The Penobscot Death Song

Although Charles is not Penobscot, he grew up with a Penobscot stepfather within a closely knit Penobscot community. Fredrick taught Charles practical skills, self-reflection, and empathy, and he helped Charles understand his cultural identity. Fredrick was deeply connected with Penobscot history and tradition and played an important role in tribal leadership. Charles attended reservation schools, had Penobscot friends, and was part of his community. Charles is not Penobscot by ancestry but has come to understand himself primarily through the framework of Penobscot community and masculinity. 

Despite the strength of his cultural identifications, Charles has been increasingly ostracized by the Penobscot men and women he is surrounded by. Because of a public rift between Charles and his best friend, Gizos, when the boys were teenagers, Charles was shunned. When Fredrick died, his expulsion from the community was complete. However, Charles still feels connected to Penobscot culture. When Gizos’s father, Lenno, dies, Charles hears drumming and singing in the distance and immediately drives to the reservation to investigate. Although the people gathered to mourn Lenno want nothing to do with Charles, he remembers and quietly sings the Penobscot death song to himself. The song thus symbolizes Charles’s commitment to his cultural identity and relates to the theme of Cultural Heritage, Identity, and Belonging. To Charles, singing this song is a way to honor Lenno and the Penobscot Nation; that he is honoring a man who was partially responsible for his ostracization merely underscores the depth of his identification with the culture. Additionally, it helps him preserve Fredrick’s legacy and keep Fredrick’s culture and history alive.

| What you will do |
In the passage on the Penobscot death song, what does Charles hear that sends him driving to the reservation after Lenno dies?

| Dataset entries |
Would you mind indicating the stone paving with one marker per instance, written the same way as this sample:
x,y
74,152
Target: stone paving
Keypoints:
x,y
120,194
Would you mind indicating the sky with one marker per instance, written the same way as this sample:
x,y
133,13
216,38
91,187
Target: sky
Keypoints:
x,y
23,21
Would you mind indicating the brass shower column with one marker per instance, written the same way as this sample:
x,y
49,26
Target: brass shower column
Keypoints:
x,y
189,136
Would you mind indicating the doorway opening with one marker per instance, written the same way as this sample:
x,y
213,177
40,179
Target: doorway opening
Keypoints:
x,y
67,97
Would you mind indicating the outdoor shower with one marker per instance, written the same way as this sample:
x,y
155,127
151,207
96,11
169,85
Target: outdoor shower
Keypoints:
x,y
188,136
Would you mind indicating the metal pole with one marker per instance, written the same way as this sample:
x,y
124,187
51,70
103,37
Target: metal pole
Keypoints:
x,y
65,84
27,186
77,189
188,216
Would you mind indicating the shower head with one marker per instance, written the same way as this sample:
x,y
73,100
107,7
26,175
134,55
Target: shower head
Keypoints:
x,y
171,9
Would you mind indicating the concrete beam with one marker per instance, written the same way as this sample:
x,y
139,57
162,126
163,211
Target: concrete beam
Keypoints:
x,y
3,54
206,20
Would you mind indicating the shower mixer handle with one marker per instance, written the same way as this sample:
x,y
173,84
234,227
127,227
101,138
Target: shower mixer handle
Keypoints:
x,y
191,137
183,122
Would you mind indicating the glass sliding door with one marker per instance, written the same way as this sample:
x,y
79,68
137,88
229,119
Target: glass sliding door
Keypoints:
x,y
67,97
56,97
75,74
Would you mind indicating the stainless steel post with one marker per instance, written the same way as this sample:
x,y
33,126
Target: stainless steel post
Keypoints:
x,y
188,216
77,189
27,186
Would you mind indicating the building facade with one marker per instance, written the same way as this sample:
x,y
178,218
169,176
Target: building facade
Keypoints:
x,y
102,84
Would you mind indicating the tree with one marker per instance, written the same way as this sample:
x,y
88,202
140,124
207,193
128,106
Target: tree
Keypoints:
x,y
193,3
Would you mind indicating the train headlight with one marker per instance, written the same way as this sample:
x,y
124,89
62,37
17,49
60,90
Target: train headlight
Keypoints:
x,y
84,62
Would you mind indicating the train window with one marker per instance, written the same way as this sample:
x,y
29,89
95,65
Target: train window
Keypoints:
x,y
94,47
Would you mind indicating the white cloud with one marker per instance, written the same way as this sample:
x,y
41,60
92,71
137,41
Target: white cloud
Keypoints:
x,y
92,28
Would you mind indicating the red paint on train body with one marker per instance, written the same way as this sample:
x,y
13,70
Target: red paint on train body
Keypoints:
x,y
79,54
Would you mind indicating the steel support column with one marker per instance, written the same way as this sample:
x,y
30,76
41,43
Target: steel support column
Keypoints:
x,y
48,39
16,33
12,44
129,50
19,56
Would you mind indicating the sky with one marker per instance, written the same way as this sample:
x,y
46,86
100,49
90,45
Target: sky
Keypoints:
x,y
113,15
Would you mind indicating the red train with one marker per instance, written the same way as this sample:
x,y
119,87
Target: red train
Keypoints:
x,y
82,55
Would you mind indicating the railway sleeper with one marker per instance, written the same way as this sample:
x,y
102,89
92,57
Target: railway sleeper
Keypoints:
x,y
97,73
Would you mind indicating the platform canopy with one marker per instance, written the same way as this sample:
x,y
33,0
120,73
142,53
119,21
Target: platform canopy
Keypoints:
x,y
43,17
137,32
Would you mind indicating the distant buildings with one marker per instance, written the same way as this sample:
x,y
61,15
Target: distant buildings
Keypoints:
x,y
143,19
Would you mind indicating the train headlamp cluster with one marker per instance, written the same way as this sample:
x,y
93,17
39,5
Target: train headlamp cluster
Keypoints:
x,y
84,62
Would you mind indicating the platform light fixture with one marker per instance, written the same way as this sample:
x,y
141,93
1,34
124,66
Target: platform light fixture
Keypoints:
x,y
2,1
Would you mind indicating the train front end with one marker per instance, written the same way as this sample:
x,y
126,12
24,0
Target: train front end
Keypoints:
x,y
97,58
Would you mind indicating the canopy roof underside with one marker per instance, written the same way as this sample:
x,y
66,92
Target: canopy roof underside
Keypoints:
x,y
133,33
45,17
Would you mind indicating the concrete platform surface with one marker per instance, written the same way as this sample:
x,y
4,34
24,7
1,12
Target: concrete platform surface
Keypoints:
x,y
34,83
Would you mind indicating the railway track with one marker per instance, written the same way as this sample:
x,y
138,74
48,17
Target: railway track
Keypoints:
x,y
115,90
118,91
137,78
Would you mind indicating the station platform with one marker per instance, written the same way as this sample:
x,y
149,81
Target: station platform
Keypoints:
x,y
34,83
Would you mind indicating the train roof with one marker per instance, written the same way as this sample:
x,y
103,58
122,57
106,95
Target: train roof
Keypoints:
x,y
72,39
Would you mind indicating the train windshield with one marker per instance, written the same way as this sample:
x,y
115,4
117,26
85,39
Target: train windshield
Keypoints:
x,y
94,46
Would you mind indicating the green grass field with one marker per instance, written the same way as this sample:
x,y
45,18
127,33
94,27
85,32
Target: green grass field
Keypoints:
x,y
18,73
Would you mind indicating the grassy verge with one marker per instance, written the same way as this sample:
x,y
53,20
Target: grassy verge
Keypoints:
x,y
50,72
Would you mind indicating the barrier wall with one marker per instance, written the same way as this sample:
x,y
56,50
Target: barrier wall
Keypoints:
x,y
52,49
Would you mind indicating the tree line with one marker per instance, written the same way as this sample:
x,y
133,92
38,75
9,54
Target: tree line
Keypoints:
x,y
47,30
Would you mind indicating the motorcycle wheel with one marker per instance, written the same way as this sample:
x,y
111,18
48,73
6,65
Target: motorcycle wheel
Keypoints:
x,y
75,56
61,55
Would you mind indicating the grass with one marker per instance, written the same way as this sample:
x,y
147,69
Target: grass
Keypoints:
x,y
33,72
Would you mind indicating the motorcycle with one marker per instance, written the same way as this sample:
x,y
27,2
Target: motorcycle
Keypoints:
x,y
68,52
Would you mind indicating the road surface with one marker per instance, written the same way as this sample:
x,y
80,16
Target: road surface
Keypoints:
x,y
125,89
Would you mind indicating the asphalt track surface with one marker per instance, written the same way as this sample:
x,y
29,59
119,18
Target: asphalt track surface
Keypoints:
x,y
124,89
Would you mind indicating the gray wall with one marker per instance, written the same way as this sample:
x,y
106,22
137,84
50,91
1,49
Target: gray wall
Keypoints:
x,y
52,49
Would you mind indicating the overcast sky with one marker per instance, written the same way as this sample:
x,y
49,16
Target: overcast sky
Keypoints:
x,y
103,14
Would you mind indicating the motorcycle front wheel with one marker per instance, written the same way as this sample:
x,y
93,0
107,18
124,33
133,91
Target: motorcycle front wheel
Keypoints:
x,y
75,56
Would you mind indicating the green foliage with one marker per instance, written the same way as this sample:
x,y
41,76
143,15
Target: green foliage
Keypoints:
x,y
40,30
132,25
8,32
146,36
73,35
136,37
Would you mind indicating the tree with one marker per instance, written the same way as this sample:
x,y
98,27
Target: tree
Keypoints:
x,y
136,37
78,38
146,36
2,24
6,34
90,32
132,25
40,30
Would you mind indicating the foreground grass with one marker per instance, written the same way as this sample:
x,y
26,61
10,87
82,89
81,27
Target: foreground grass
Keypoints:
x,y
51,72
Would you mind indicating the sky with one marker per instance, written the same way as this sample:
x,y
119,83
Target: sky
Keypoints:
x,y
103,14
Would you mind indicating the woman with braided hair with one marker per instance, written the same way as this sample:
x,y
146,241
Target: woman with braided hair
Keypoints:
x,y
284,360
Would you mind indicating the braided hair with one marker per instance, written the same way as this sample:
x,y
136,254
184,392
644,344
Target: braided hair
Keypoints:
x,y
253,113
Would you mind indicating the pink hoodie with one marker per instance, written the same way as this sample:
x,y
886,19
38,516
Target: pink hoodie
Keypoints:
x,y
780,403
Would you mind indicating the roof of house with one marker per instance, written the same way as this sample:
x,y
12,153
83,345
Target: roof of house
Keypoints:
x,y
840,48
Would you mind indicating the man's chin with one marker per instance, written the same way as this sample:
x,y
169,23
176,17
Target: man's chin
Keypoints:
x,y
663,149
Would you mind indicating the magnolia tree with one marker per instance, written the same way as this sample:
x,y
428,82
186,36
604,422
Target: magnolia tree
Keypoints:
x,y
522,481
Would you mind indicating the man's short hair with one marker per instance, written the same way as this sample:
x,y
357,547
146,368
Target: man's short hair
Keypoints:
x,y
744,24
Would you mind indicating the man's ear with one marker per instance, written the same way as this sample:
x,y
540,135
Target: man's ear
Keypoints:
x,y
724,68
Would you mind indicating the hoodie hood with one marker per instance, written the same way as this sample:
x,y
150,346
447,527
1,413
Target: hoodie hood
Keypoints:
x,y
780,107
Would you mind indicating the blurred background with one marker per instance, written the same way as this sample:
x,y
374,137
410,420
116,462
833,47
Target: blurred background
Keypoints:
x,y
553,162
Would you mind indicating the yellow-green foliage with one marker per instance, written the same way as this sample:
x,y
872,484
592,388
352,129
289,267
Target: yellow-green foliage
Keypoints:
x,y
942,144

| Finished exercise |
Drumming and singing in the distance.